# Passage provided
* * *

Tuesday, December 14, 2010

Tension Looms in Mt Elgon Forest as Kenyan Eviction Notice for the Chepkitale Ogiek Community Elapses

NAIROBI, Kenya -- Barely a week after governments convened in Cancun, Mexico to chart the way forward on how to reduce carbon emissions without impacting on the livelihoods of millions of indigenous people who inhabit in forests, a hundred million kilometres away, an indigenous community is facing imminent eviction to pave way for forest conservation and reafforestation.

By Shadrack Kavilu for Gáldu
Kenya’s Chepkitale Ogiek, a hunter and gatherer tribe that has since turned to pastoralist and which inhabits in the Mt Elgon forest is a worried tribe as eviction notice issued by the government comes into effect this month.

Early this year the government issued the community with an eviction notice to vacate the Mt Elgon forest by December ostensibly to pave way for forest conservation and reafforestation.

But as the deadline fast approaches, the indigenous community which are the ancestral inhabitants of the Mt Elgon forest are pondering their next course of action as government remains defiant in rescinding its decision.
The government has maintained that Chepkitale Ogieks residing in the Chepkitale area should vacate the forest upon the expiry date of the eviction notice issued by the National Enviromental Management Authority (NEMA).

According to the directive issued by NEMA the Kenya forest service director is expected to secure the forest upon the expiry date of the notice, meaning the Ogieks should have vacated the forest by start of this month.
Over the last two months, the area district commissioner has constantly reminded the community to vacate the forest before they’re forcibly evicted.

For the last 40 years the Ogiek have not had a permanent place of settlement. The place which they thought of as home- Chepkitale was clandestinely gazetted as a national game reserve in the year 2000.

* * *

# Supplied records
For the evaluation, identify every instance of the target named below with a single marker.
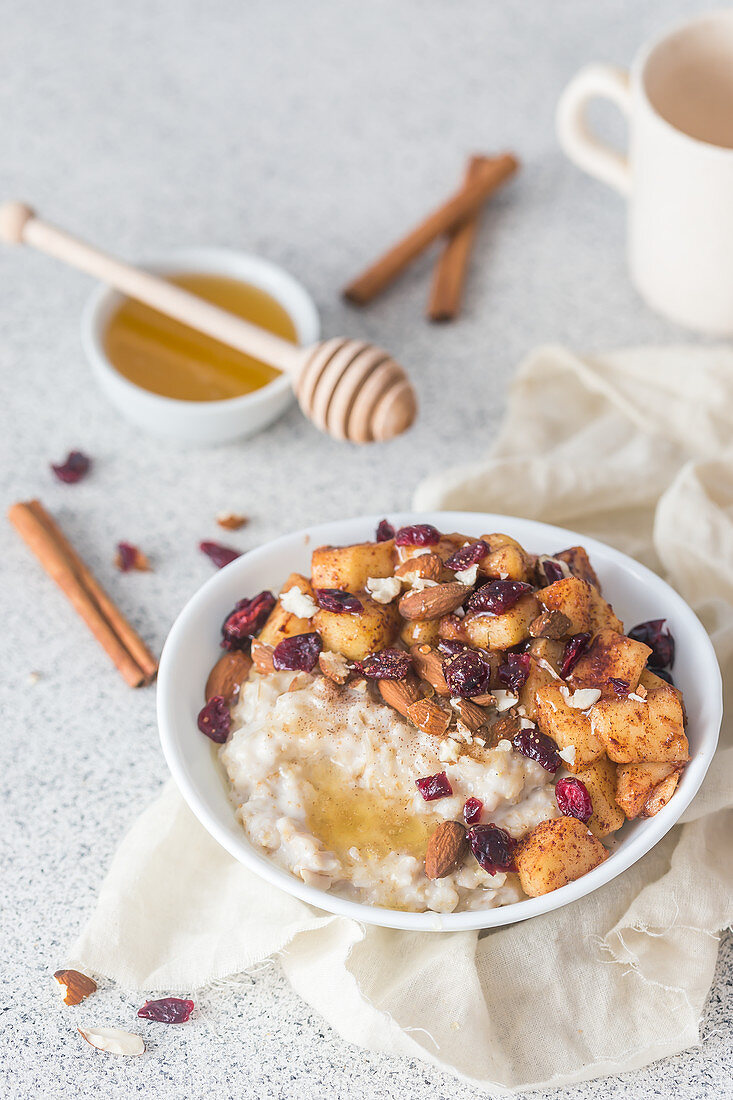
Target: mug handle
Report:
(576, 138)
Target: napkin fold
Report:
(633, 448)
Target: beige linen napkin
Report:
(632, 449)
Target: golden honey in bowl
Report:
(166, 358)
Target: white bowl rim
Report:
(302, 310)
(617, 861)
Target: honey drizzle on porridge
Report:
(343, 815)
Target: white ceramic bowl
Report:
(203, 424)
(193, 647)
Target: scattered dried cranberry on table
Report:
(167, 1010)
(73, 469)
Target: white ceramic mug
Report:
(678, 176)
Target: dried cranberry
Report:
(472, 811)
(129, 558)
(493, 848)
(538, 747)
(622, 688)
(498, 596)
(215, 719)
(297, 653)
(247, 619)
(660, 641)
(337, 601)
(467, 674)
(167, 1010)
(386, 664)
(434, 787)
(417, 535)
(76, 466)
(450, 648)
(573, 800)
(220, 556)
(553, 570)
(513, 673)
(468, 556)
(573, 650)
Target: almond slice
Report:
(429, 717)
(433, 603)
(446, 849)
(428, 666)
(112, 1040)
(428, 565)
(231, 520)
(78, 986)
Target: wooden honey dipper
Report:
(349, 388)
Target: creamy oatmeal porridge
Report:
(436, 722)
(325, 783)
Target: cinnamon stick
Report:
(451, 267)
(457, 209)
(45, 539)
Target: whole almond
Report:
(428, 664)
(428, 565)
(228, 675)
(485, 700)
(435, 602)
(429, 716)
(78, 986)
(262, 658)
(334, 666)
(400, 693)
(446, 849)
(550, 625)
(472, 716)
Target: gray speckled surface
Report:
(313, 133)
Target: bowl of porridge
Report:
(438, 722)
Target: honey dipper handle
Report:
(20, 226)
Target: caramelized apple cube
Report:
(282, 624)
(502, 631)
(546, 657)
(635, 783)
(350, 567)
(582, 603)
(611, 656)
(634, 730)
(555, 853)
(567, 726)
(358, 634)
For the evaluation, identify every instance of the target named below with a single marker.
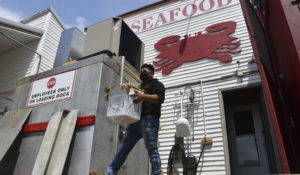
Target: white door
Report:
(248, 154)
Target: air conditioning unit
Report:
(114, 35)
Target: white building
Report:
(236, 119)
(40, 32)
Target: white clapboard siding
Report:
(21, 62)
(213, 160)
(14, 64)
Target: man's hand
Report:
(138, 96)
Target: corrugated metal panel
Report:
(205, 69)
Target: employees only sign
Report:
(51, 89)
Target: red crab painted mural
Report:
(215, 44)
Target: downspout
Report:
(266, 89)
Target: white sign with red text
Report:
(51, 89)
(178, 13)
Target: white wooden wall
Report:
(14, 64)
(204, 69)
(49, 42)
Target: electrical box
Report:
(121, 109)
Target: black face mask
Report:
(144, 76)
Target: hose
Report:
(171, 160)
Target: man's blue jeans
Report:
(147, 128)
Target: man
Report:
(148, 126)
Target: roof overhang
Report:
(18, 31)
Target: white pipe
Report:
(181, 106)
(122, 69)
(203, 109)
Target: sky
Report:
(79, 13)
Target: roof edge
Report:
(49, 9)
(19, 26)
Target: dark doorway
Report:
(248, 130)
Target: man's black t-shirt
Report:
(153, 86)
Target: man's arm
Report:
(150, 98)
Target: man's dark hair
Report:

* * *

# Problems to work on
1: List every place name that appears in the article on the Chepkitale Ogiek eviction.
2: In the article on the Chepkitale Ogiek eviction, rewrite the paragraph beginning "For the last 40 years" as one shorter sentence that keeps its main facts.

# Written answers
1:
Nairobi
Kenya
Cancun
Mexico
Mt Elgon forest
Chepkitale

2: The Ogiek have had no permanent settlement for 40 years, and Chepkitale, which they considered home, was secretly gazetted as a national game reserve in 2000.